_Direction_. Copy out exactly the lines from the one containing "of the necktie" through the end of the records, and no pictures.
# # # # # # #
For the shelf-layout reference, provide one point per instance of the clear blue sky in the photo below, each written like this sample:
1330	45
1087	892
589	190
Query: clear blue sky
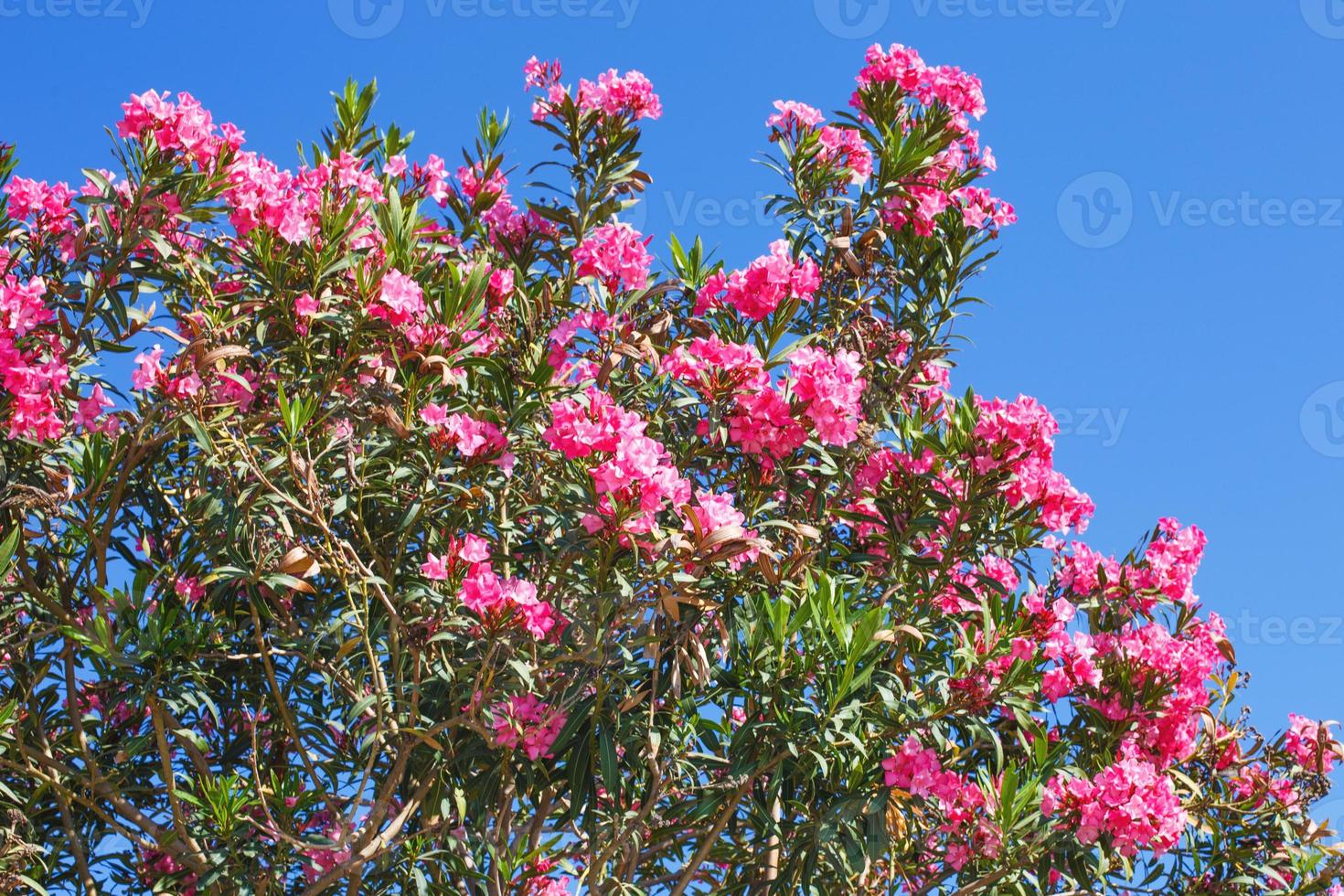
1172	289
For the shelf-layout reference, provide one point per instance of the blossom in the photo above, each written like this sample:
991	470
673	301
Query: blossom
1310	743
846	148
528	723
763	285
434	569
834	389
615	254
1129	801
148	369
400	298
794	117
91	409
613	94
471	435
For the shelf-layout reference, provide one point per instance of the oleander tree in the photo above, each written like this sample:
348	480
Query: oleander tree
372	529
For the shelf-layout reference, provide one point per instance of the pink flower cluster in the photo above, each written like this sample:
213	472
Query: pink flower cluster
486	594
1310	743
614	94
846	148
1131	802
966	825
635	473
840	146
528	723
33	371
758	291
794	117
400	301
617	255
185	125
48	208
930	192
832	387
1020	437
149	375
469	435
260	194
961	93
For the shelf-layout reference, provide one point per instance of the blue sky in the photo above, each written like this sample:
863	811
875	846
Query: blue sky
1172	289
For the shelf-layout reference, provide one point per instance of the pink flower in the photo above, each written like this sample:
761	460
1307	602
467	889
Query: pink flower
1310	743
846	148
400	300
834	389
434	415
794	117
434	569
91	409
615	254
540	74
528	723
148	369
1131	802
763	286
629	94
474	437
475	549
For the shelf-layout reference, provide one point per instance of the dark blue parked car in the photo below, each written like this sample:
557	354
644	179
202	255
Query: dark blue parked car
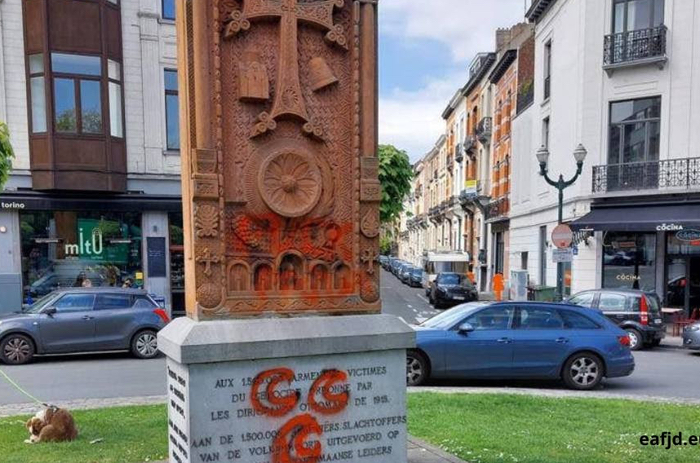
518	340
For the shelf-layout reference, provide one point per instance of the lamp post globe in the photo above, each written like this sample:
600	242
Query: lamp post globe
580	154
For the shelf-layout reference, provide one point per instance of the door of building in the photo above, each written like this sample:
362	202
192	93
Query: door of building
683	283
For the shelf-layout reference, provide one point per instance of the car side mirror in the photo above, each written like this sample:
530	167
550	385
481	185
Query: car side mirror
50	311
465	328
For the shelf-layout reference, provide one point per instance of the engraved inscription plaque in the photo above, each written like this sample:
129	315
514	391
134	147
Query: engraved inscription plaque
280	189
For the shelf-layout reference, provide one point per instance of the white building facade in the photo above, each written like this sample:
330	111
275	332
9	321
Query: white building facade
623	79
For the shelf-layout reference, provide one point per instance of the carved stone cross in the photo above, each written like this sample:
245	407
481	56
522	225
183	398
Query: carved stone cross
369	258
207	259
289	100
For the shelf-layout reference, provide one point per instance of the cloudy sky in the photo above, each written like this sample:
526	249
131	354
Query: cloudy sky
425	49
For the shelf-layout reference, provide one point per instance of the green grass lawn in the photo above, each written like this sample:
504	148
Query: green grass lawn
130	435
481	428
526	429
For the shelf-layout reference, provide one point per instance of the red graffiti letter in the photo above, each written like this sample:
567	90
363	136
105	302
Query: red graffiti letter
332	402
292	438
279	404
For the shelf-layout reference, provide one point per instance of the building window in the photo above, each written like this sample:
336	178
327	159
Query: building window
635	131
629	261
77	93
116	114
169	9
37	92
172	113
547	69
634	15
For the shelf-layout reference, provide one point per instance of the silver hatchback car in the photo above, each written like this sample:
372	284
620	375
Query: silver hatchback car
691	337
76	320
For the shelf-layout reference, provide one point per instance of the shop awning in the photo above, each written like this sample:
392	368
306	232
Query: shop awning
674	217
35	201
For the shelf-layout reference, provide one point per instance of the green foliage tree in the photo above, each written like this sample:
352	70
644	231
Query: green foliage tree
395	175
6	155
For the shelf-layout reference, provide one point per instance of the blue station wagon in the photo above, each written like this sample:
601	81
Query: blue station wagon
520	341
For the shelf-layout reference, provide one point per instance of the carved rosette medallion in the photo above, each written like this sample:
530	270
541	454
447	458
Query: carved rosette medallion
280	176
290	184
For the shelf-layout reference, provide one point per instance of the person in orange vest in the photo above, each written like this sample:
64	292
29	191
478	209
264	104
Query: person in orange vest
498	286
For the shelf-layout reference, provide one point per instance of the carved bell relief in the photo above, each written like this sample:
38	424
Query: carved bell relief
321	74
254	82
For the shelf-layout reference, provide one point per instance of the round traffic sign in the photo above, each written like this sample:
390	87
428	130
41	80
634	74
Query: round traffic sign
562	236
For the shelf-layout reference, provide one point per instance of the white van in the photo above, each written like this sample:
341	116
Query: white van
447	262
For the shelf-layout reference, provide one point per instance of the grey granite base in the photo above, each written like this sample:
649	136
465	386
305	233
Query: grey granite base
275	390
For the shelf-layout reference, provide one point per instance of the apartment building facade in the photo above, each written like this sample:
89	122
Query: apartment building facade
621	77
89	91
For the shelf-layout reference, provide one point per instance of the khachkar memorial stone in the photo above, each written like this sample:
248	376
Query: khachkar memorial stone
284	356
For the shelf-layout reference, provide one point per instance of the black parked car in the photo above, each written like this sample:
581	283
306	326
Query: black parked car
450	289
635	311
405	275
416	278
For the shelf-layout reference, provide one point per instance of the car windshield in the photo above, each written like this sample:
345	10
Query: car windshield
454	279
451	317
41	303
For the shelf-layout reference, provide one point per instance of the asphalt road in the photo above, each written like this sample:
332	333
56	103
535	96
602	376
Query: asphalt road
664	372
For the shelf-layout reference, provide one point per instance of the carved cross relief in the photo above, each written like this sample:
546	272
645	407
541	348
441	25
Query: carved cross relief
289	100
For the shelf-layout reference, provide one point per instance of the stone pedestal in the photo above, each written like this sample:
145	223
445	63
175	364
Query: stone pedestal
311	390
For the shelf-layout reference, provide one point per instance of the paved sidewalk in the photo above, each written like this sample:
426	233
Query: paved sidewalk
422	452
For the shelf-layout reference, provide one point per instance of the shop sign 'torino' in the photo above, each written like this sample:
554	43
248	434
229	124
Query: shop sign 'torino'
12	205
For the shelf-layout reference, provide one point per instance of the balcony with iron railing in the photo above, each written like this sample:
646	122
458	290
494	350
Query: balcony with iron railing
469	144
484	129
499	209
671	174
459	152
643	46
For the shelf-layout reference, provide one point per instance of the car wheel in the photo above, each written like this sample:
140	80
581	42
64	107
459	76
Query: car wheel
583	372
16	349
636	342
145	345
416	368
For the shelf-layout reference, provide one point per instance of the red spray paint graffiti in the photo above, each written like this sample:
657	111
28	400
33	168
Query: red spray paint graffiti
277	404
334	402
293	443
293	436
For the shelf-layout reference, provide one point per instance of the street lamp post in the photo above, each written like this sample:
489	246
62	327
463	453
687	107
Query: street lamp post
481	203
560	184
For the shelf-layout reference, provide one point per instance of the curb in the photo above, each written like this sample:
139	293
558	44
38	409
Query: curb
85	404
419	446
555	394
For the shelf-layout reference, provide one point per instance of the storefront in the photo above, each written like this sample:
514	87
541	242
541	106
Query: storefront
80	249
654	247
65	241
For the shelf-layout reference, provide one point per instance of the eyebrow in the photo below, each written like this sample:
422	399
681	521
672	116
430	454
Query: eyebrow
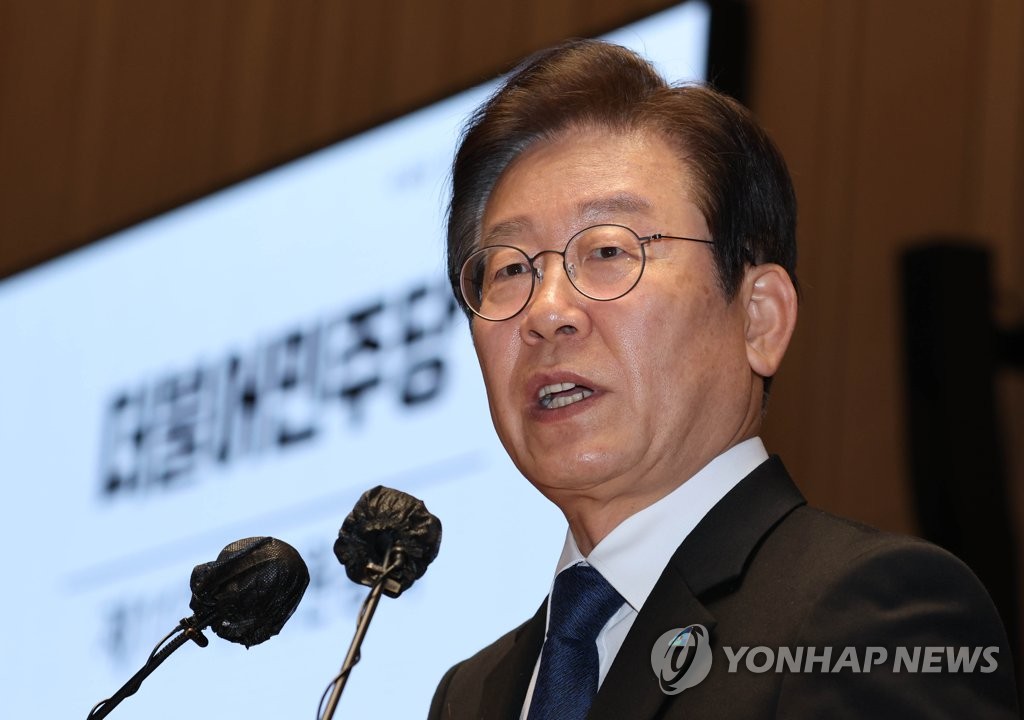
620	203
590	210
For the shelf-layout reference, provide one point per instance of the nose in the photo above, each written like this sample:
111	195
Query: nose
557	309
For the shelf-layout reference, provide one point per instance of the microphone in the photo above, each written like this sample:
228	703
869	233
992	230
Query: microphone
386	543
384	521
245	596
251	590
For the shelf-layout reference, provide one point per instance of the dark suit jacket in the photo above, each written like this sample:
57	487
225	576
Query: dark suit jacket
764	569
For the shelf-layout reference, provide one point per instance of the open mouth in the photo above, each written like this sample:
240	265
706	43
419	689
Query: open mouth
561	394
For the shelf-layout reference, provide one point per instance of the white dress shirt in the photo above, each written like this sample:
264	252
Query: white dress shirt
633	555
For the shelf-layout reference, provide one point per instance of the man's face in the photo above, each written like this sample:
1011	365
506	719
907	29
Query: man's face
657	380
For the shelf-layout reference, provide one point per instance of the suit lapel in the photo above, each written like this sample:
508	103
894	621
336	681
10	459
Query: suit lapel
713	556
505	687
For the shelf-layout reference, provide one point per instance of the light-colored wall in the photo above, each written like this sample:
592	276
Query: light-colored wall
898	119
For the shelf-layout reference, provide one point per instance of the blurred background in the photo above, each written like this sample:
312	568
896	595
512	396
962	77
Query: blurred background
902	124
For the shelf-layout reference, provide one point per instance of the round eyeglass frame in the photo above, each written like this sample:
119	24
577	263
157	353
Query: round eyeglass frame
537	273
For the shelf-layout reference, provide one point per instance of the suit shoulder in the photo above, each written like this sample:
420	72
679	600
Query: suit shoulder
505	666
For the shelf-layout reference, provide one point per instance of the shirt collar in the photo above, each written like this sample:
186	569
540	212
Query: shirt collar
633	555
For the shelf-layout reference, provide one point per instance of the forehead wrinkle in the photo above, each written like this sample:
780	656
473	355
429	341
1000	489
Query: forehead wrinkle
506	229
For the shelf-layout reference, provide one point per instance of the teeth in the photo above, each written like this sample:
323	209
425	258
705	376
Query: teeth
550	403
557	387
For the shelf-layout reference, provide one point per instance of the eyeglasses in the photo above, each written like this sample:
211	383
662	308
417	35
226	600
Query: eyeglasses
603	262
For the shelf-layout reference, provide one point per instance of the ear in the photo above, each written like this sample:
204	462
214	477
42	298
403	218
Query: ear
771	315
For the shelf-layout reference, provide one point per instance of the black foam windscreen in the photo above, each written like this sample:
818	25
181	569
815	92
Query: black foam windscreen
386	519
251	590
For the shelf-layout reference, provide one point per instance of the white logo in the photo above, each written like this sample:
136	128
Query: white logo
681	659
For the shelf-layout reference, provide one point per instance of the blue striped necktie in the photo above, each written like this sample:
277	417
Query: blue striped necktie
582	602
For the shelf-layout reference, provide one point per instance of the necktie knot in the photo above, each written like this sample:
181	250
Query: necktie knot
582	602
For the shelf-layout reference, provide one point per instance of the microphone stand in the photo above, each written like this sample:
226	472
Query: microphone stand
366	615
192	630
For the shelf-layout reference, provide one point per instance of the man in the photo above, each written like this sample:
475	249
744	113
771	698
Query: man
626	253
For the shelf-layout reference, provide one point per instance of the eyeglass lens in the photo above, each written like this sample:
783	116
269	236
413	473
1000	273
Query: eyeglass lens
602	262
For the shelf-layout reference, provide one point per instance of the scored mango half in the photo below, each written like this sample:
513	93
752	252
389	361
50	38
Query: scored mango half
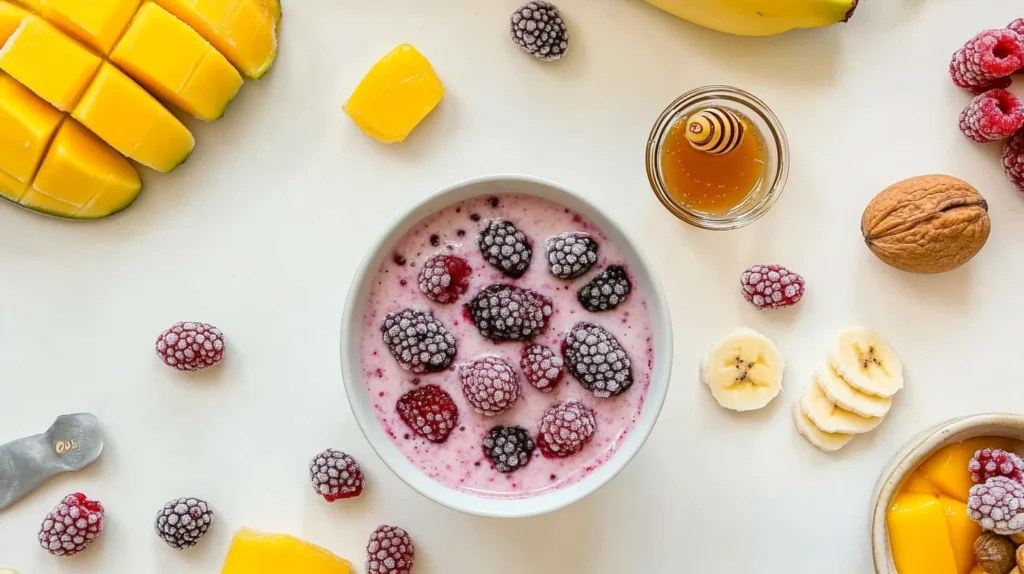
85	84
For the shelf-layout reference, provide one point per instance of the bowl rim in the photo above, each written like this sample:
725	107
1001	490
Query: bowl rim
908	457
389	453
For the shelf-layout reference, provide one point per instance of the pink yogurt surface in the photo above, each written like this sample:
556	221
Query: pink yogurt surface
460	462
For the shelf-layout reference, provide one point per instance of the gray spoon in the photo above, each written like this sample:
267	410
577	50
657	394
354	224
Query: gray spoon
72	443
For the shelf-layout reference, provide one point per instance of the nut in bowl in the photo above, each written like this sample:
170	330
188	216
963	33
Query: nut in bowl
950	501
459	310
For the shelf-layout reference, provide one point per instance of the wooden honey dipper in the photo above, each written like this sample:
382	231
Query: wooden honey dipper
# # # # # # #
_Correct output_.
For the shelf-layout reference, provide one point per instance of the necktie knot in the photo above, each written like this sample:
181	250
Query: necktie knot
582	602
For the shelf-layout reference, provide one point per instance of the microphone stand in the photo above, each written like this sample:
226	472
Query: microphone stand
366	615
192	630
For the shelf-layout reference, provide one point per instance of the man in the photo above, each written like this sample:
475	249
744	113
771	698
Query: man
626	253
For the shelf-layout reference, provide one point per instance of the eyeglass lens in the photo above, each written like this sample:
783	116
269	236
413	473
1000	273
Query: eyeglass lens
602	262
For the shelf-layout reference, provide one point per instance of the scored mango half in the photo below, each written like this sample:
513	93
752	252
389	361
50	38
Query: scored mango half
85	84
For the shelf-layout reference, provide one point per instance of the bowl rim in the photo above, each written like this sample:
725	107
1001	490
Query: bowl rim
908	457
389	453
For the shelf-layout reference, provide one point per instance of the pink yogurt surface in the photo above, each written like this sample:
556	221
Query: pink yogurt surface
460	462
For the shelf-layout reference, provide one point per instance of the gray spoon in the photo above, each written like this sample:
267	410
577	50
657	394
354	224
Query: gray spoon
72	443
For the shelf-layout reference, provide one point per instance of the nut in bowl in the photo above, each written like this sample:
170	330
188	216
963	33
Query: nut in bowl
950	501
459	310
For the shelf-layout reference, provide one point per instance of the wooden honey dipper in the photo above, each written like this sample:
382	231
Query: wooden honey dipper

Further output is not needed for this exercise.